Written exercise:
Return the whole listing, keeping every character the same.

___ Dataset entries

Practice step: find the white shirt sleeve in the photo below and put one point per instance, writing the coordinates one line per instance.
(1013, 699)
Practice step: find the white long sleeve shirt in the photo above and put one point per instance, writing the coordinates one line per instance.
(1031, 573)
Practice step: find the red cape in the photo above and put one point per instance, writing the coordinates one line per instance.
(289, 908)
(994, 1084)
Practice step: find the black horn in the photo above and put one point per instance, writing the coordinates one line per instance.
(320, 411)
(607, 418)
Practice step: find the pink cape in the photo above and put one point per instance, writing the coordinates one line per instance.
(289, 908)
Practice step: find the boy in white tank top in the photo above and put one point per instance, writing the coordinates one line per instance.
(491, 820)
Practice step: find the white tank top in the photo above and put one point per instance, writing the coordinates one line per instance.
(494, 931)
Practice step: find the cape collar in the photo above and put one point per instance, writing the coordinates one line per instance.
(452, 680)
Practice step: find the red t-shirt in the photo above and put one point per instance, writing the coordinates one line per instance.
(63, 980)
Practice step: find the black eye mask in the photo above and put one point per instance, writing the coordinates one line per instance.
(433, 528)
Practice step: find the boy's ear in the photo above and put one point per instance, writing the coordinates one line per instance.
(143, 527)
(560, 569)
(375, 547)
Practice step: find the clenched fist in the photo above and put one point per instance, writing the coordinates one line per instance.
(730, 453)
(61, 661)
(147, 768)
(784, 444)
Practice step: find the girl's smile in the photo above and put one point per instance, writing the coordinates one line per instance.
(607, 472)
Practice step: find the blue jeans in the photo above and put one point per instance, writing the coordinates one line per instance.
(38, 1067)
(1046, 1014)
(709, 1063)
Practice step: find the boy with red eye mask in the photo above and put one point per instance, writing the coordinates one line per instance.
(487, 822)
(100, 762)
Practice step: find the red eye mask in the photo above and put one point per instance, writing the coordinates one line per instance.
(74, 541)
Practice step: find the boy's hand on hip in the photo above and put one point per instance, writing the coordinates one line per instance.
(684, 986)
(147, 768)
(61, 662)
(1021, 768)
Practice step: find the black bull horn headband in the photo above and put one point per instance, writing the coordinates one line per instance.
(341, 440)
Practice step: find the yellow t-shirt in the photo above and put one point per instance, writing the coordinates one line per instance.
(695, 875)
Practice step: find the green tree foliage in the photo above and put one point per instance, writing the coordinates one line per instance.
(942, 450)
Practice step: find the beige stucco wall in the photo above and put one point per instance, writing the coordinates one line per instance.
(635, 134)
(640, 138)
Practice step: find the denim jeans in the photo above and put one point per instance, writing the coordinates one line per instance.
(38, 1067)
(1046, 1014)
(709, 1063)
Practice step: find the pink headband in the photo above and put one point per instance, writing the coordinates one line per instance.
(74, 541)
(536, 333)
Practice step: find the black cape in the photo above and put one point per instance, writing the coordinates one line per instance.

______

Task output:
Practice step: find the white shirt sleeve in the photo below and put one point per instance, writing the coordinates one line per instance.
(1013, 699)
Practice step: find the white long sleeve shirt in the photo above and put one point per instance, writing the coordinates one line per instance.
(1031, 573)
Practice step: find the red cape in the photo above and put one point per instance, writing the coordinates one line per instance.
(289, 908)
(994, 1084)
Practice step: find the black horn in the photo above and put one point per instance, writing the coordinates one line per instance.
(320, 411)
(607, 418)
Practice step: find the pink cape in the photo above and put one point per instance, writing the coordinates one line per instance.
(289, 908)
Practice step: find the boy in white tank top in the photo above and put one point per instance, writing the coordinates one line per instance.
(491, 820)
Practice step: find the white tank top in the photo above and put one point per instance, writing the coordinates one line per instance.
(494, 931)
Practice step: find the cape collar in the photo above and put one point per instance, writing the coordinates one line per instance.
(452, 680)
Practice step: find the red t-shirt in the photo above and put one point per instance, writing the coordinates one line per instance.
(63, 980)
Practice step: find the black eye mask in the photo above and put one point per instance, writing the coordinates one line per instance.
(433, 528)
Practice step: find the boy's ear in the photo above and put one point per instance, writing the coordinates one line per instance.
(143, 527)
(560, 569)
(375, 547)
Practice step: find the clenched fist in the photo above and put one point per instance, writing the coordinates one line per instance.
(730, 453)
(61, 661)
(147, 768)
(784, 444)
Practice step: find the girl's smile in the photo above and put one point per instance, writing the coordinates one line per instance.
(607, 472)
Practice step: find the blue jeans in the photo above and put one point per instance, writing the coordinates one line per instance.
(38, 1067)
(1046, 1014)
(709, 1063)
Practice step: find the boy with red eye mask in the photo above and put one point per instance, writing the coordinates one line per instance.
(487, 822)
(100, 762)
Practice step: find the red eye mask in the photo above and put one point per instance, writing the coordinates one line per instance.
(74, 541)
Practice step: find the boy's hand on hip in the photo above and put one point per instance, writing the coordinates one line per instance.
(684, 986)
(147, 768)
(61, 662)
(1021, 768)
Practice step: find the black bull horn headband in the photo above and put one point per instance, writing the coordinates one line per instance.
(341, 440)
Practice step: find the yellow t-shirt in the photo above and put one point per instance, writing the coordinates one line per instance.
(695, 875)
Practice step: find the green tree foliage in the photo above and put one point per instance, writing the coordinates one line per instance.
(942, 450)
Practice step: find the beige stucco wall in the photo above and put one point per instance, writing the coordinates one line per instance.
(635, 134)
(640, 138)
Practice step: find the denim jeans in the photo above and put one point per instance, writing the coordinates one line per instance.
(38, 1067)
(1046, 1014)
(709, 1063)
Practice step: find the pink headband in the photo above and put one point per instance, writing the coordinates one line per instance.
(74, 541)
(536, 333)
Practice step: find the black cape in the photo above and put one point per instance, writing the coordinates one line per instance.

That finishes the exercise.